Records from a dataset

****************

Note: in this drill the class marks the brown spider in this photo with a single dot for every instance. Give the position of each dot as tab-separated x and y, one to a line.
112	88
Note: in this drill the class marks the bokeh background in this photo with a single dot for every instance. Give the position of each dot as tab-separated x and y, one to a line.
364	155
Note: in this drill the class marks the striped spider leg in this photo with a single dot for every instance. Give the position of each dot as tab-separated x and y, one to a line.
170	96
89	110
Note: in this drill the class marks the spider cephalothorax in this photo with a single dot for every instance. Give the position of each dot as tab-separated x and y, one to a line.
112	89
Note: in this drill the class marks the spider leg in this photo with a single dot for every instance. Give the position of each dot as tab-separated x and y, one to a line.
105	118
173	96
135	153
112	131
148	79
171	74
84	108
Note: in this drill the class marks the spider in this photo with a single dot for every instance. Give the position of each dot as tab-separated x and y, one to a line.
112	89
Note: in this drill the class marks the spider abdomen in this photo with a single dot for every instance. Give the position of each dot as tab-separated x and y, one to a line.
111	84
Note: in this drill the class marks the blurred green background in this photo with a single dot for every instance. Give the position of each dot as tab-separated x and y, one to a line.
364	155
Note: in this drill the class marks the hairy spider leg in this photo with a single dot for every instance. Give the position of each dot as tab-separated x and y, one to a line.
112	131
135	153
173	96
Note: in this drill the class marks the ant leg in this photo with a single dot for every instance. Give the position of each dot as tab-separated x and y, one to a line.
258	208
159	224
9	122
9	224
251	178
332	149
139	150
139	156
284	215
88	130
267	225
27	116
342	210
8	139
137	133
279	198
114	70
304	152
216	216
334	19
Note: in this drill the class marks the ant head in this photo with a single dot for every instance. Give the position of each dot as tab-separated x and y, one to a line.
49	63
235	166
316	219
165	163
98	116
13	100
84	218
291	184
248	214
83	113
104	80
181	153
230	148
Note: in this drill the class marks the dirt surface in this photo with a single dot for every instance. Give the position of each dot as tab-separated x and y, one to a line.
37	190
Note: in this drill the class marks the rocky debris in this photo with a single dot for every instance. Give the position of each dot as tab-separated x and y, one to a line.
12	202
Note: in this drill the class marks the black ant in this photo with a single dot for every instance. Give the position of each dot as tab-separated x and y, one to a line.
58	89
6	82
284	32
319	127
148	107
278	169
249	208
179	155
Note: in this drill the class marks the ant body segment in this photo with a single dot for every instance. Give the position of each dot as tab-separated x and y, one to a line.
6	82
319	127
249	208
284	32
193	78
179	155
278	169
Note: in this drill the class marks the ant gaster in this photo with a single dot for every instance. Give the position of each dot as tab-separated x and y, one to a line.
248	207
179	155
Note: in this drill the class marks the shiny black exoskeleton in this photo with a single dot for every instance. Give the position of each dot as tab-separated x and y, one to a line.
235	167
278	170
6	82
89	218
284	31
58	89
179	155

****************

• Exercise task: Render every line of the records above as a Markdown table with the columns "Row" and "Line," numbering the rows in order and leaving out blank lines.

• Exercise answer:
| Row | Line |
|---|---|
| 1 | Note: in this drill the class marks the brown spider in this photo with a single dot for every instance. Give the position of each dot as tab-separated x and y, one to a line. |
| 2 | 112	88 |
| 3 | Note: in this drill the class marks the bokeh background in this photo with a single dot for every instance. Give the position of each dot as tab-separated x and y, one to a line. |
| 4 | 364	155 |
| 5 | Note: in this drill the class marks the striped spider leg in this photo with a single dot for every instance. Give the position of each dot as tab-separated x and y, one to a line. |
| 6 | 170	96 |
| 7 | 89	110 |
| 8 | Note: in this drill the class marks the spider cephalothorax in this photo with a single dot for every instance. Give the position of each dot as tab-separated x and y, one to a line. |
| 9 | 112	89 |
| 10 | Note: in this drill the class marks the spider leg in this photo with a single dot for every instance. Give the position of each dot as tab-separated x and y, one to a line. |
| 11 | 105	118 |
| 12 | 173	96 |
| 13 | 135	153 |
| 14 | 112	131 |
| 15 | 148	79 |
| 16 | 171	74 |
| 17 | 84	108 |
| 18 | Note: in this drill the class marks the spider in this photo with a single dot for every instance. Give the position of each dot as tab-separated x and y, one to a line. |
| 19 | 112	89 |
| 20 | Note: in this drill the class marks the spider abdomen in this photo with a single dot for every instance. Give the position of each dot as tab-separated x and y, one to a line. |
| 21 | 111	84 |
| 22 | Note: in this drill the class marks the blurred green background in this photo with a single dot for every instance. Give the position of each dot as tab-separated x and y, one to a line. |
| 23 | 364	155 |
| 24 | Note: in this drill the class marks the hairy spider leg in this photo with a single dot for every instance. Give the position of each dot as tab-separated x and y, one to a line. |
| 25 | 112	131 |
| 26 | 135	153 |
| 27 | 173	96 |
| 28 | Note: in this drill the class marks the ant leg in this photo with a single dot for every instance. Give the position of each dot as tab-separated x and y, one to a line. |
| 29 | 258	208 |
| 30 | 159	224 |
| 31 | 9	122 |
| 32 | 9	224 |
| 33 | 251	178 |
| 34 | 332	149 |
| 35 | 139	150 |
| 36 | 139	156 |
| 37 | 284	215 |
| 38 | 88	130 |
| 39 | 267	225 |
| 40 | 27	116 |
| 41 | 342	210 |
| 42 | 8	139 |
| 43 | 137	133 |
| 44 | 279	198 |
| 45 | 114	70 |
| 46 | 304	152 |
| 47 | 216	216 |
| 48 | 334	19 |
| 49 | Note: in this drill the class marks the ant head in this photo with a single dot for every instance. Give the position of each dot as tab-separated x and y, one to a line. |
| 50 | 49	63 |
| 51 | 235	166 |
| 52 | 316	219 |
| 53 | 165	163 |
| 54 | 98	116 |
| 55 | 13	100 |
| 56 | 84	218 |
| 57 | 291	184 |
| 58 | 248	214 |
| 59 | 83	113 |
| 60 | 104	80 |
| 61 | 181	153 |
| 62 | 230	148 |
| 63 | Note: in this drill the class marks the dirt surface in this photo with a single dot for every instance. Give the position of each dot as tab-separated x and y, one to a line. |
| 64 | 37	190 |
| 65 | Note: in this drill the class marks the rocky debris in this photo with a single dot for every instance. Give the position of each dot as tab-separated x and y, one to a line. |
| 66 | 12	202 |
| 67 | Note: in this drill the class marks the black ant in this photo with a single dot for every instance. Give the position of each dot as tab-separated x and y, one to a line. |
| 68 | 58	89 |
| 69 | 6	82 |
| 70 | 284	32 |
| 71 | 319	127 |
| 72 | 148	107 |
| 73 | 278	169 |
| 74 | 249	208 |
| 75 | 179	155 |
| 76 | Note: in this drill the class marks the ant body segment in this photo with a single dot for every instance. Give the position of each dot as tab-separated x and y, one to a line. |
| 77 | 6	82 |
| 78 | 319	127 |
| 79 | 249	208 |
| 80 | 284	32 |
| 81 | 193	78 |
| 82 | 179	155 |
| 83 | 278	169 |
| 84 | Note: in this drill the class marks the ant gaster in this photo with a single dot for every instance. Give the position of each dot as tab-separated x and y, one to a line. |
| 85 | 248	207 |
| 86 | 179	155 |
| 87 | Note: in this drill the class marks the shiny black exoskeleton in this photo with a single dot for every instance. Give the position of each dot as tab-separated x and y, one to a line. |
| 88 | 235	167 |
| 89 | 278	170 |
| 90 | 6	82 |
| 91 | 89	218 |
| 92 | 284	31 |
| 93 | 58	89 |
| 94 | 179	155 |